# Extrait du document
================
Un outil à utiliser avec prudence

Ces limites d’Agribalyse, les experts du colloque « Alimentation et environnement » n’ont pas manqué de les souligner. Vincent Collomb a ainsi mis en garde sur l’incertitude des mesures calculées et la prudence dont il faut faire preuve pour bien les utiliser, avant de présenter les différents projets de recherche en cours pour poursuivre l’amélioration de la base et de son utilisation : impact des pesticides sur la santé humaine et environnementale, impact sur la biodiversité, stockage et déstockage du carbone dans le sol actuellement non pris en compte dans le calcul. Louis-Georges Soler a également insisté sur les limites actuelles de la base à ne pas négliger dans l’interprétation et l’utilisation des résultats proposés, notamment en termes de mode de production (bio, labels…), et de certains aspects environnementaux non pris en compte, comme la biodiversité.
================
# Données enregistrées
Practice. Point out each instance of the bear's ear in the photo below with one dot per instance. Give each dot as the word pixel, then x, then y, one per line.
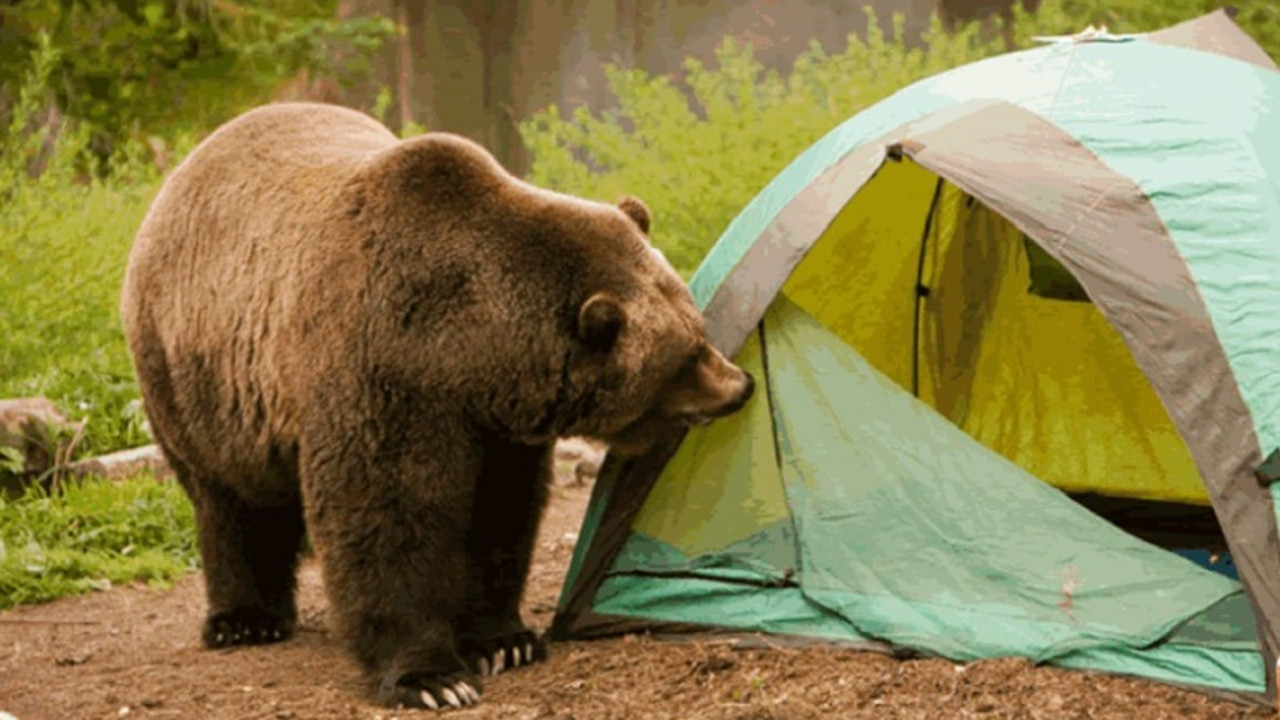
================
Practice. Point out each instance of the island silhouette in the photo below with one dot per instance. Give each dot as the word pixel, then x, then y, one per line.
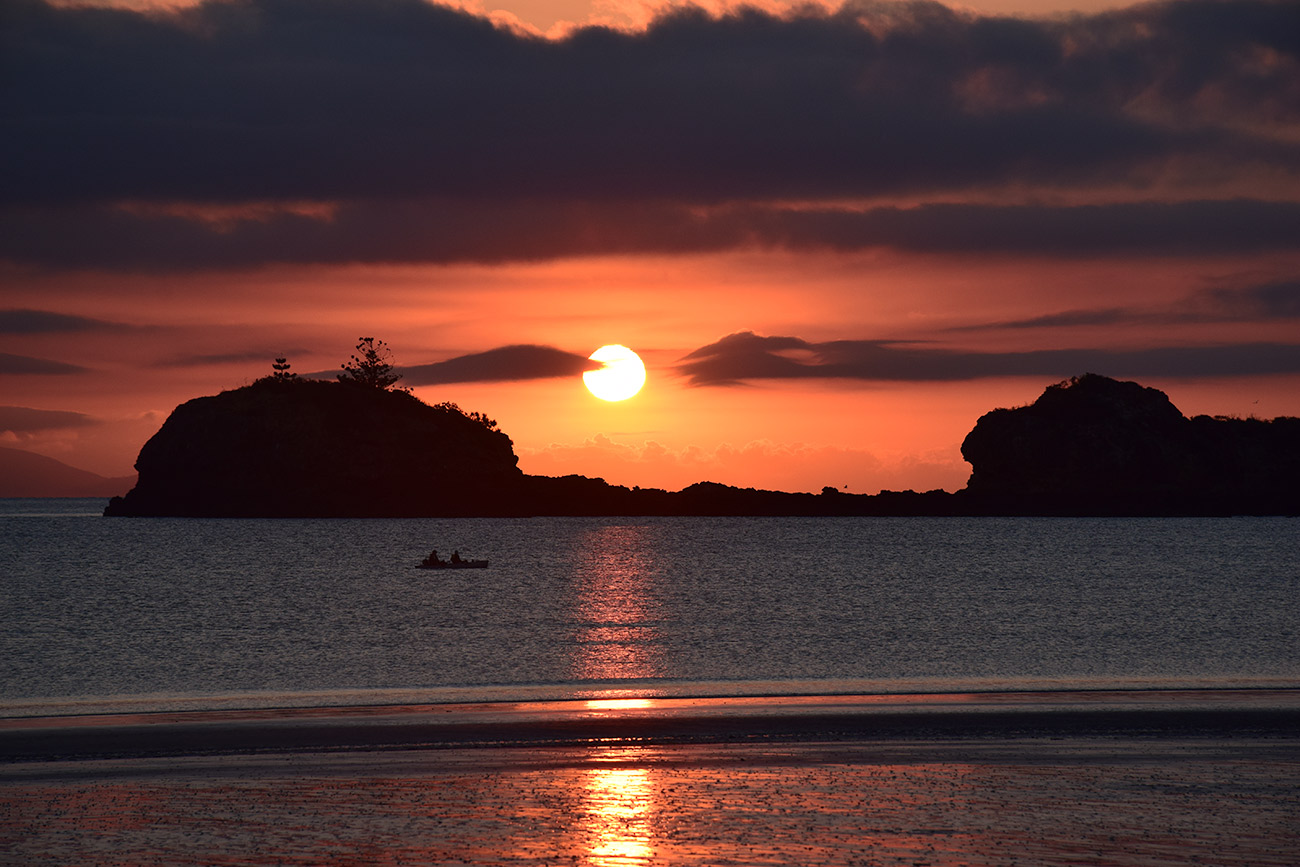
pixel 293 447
================
# Consigne
Donnez la suite du texte sur les limites de la base Agribalyse, en reprenant après sa dernière phrase.

# Réponse à l'exercice
L’alimentation : une approche globale nécessaire

In fine, force est de constater que si l’on veut comprendre l’impact environnemental réel des aliments, il est nécessaire de se référer au service rendu au consommateur, c’est-à-dire d’intégrer des données environnementales complètes (prenant en compte les impacts négatifs, mais aussi positifs) et de se référer aux bénéfices nutritionnels qu’ils procurent au consommateur. Un travail complexe, multidimensionnel et de long terme, que les outils actuels ne permettent pas de refléter. D’où l’importance d’en avoir conscience afin de prendre les données existantes avec tout le recul nécessaire, et de bien les replacer dans le contexte dans lequel elles ont été produites.

Sources : Ademe, Inrae, Colloque Alimentation et environnement – Agribalyse, un nouveau regard sur vos assiettes, Journées de restitution ACV Bio, Restitution du projet ANR Agralid

Article 8/9 du dossier "Evaluation environnementale des viandes"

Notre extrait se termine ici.